(Required work):
Hand back all records exactly, pictures omitted.

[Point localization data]
--- START ---

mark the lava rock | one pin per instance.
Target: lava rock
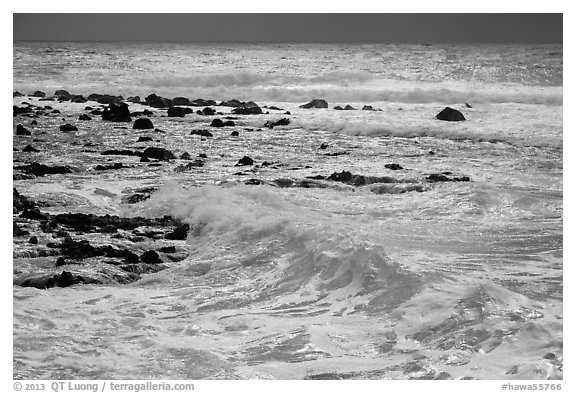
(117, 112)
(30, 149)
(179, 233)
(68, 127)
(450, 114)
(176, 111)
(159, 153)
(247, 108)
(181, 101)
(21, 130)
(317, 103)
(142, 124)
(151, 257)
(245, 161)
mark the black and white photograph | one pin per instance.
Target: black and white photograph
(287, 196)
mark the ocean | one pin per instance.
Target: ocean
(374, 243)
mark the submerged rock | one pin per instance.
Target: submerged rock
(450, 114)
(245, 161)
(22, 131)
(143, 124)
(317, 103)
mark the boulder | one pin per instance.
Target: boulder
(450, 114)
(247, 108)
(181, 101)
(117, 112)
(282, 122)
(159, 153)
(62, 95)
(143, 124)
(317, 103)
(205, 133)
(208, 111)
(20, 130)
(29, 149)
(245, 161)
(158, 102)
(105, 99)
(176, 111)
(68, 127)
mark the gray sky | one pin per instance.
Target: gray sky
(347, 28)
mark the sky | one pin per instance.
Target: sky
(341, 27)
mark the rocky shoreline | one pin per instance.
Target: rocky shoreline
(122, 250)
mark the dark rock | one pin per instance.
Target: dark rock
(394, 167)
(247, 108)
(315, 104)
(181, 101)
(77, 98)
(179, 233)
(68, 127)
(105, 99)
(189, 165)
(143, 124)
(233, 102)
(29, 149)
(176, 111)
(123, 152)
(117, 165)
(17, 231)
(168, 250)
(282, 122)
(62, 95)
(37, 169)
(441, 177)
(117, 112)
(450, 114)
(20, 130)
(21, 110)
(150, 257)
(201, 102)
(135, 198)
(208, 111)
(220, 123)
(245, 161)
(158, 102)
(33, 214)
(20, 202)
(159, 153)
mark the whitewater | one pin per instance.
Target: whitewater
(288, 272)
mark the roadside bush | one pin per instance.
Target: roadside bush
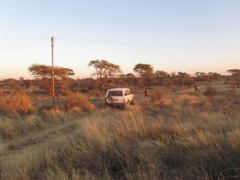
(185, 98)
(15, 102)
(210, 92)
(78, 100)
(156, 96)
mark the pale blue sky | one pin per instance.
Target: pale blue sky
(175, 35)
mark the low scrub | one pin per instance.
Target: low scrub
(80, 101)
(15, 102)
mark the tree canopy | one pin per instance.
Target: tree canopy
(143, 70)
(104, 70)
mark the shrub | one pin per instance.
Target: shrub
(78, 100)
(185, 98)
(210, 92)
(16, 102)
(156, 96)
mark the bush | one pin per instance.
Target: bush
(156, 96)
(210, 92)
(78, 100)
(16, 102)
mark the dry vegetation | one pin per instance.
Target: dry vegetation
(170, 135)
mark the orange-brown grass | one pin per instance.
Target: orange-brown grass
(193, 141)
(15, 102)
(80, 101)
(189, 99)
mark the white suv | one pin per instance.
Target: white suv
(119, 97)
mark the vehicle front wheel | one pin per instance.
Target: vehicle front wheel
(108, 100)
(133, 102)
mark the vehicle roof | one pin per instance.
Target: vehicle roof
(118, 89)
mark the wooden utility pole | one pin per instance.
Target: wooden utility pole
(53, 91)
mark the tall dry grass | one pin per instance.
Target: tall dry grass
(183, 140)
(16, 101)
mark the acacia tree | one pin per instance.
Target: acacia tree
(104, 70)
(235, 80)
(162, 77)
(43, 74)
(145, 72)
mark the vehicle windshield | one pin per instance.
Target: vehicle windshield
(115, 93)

--- END ---

(Written solution):
mark the lava rock | one pin per instance.
Target: lava rock
(117, 112)
(30, 149)
(179, 233)
(68, 127)
(450, 114)
(176, 111)
(159, 153)
(247, 108)
(181, 101)
(21, 130)
(317, 103)
(142, 124)
(151, 257)
(245, 161)
mark the black and white photograph | one pin per instance.
Target: black and white photograph
(287, 196)
mark the ocean | one pin per instance.
Target: ocean
(374, 243)
mark the submerged rock | one pin per instance.
Target: submerged rock
(450, 114)
(245, 161)
(22, 131)
(143, 124)
(317, 103)
mark the boulder | one pin per instance.
Target: boulder
(450, 114)
(247, 108)
(181, 101)
(117, 112)
(282, 122)
(159, 153)
(62, 95)
(143, 124)
(317, 103)
(205, 133)
(208, 111)
(20, 130)
(29, 149)
(245, 161)
(158, 102)
(105, 99)
(176, 111)
(68, 127)
mark the gray sky | one pin per instance.
Target: gray sky
(347, 28)
mark the sky | one pin per instance.
Target: sky
(341, 27)
mark the rocky shoreline | one pin per instance.
Target: rocky shoreline
(122, 250)
mark the dark rock | one pin per instance.
Target: dark rock
(394, 167)
(247, 108)
(315, 104)
(181, 101)
(77, 98)
(179, 233)
(68, 127)
(105, 99)
(189, 165)
(143, 124)
(233, 102)
(29, 149)
(176, 111)
(123, 152)
(117, 165)
(17, 231)
(168, 250)
(282, 122)
(62, 95)
(37, 169)
(441, 177)
(117, 112)
(450, 114)
(20, 130)
(21, 110)
(150, 257)
(201, 102)
(135, 198)
(208, 111)
(220, 123)
(245, 161)
(158, 102)
(33, 214)
(20, 202)
(159, 153)
mark the whitewater | one pin per instance.
Target: whitewater
(288, 272)
mark the roadside bush | one pin per instance.
Target: roadside bush
(185, 98)
(15, 102)
(210, 92)
(78, 100)
(156, 96)
mark the pale blue sky | one pin per instance.
Target: pale blue sky
(175, 35)
mark the low scrub | one pin per instance.
Target: low scrub
(80, 101)
(15, 102)
mark the tree canopy | one pin per instance.
Target: tree canopy
(143, 70)
(104, 70)
mark the shrub | one pin per instance.
Target: shrub
(78, 100)
(185, 98)
(210, 92)
(16, 102)
(156, 96)
mark the bush | one pin per instance.
Target: bush
(156, 96)
(210, 92)
(78, 100)
(16, 102)
mark the dry vegetation | one pin per instance.
Target: dry vegetation
(170, 135)
mark the orange-brown grass | one pin per instance.
Target: orange-brown grass
(193, 141)
(15, 102)
(80, 101)
(189, 99)
mark the white suv | one pin per instance.
Target: white suv
(119, 97)
mark the vehicle front wheel | one pin per instance.
Target: vehicle front wheel
(108, 100)
(133, 102)
mark the vehicle roof | one pin per instance.
Target: vehicle roof
(118, 89)
mark the wooden utility pole | one pin per instance.
Target: wooden utility pole
(53, 91)
mark the tall dry grass | one pin per instance.
Target: tall dry grass
(183, 140)
(16, 101)
mark the acacia tree | one pin per instance.
Target: acacia tree
(104, 70)
(235, 80)
(162, 77)
(43, 74)
(145, 72)
mark the vehicle windshield | one pin per instance.
Target: vehicle windshield
(115, 93)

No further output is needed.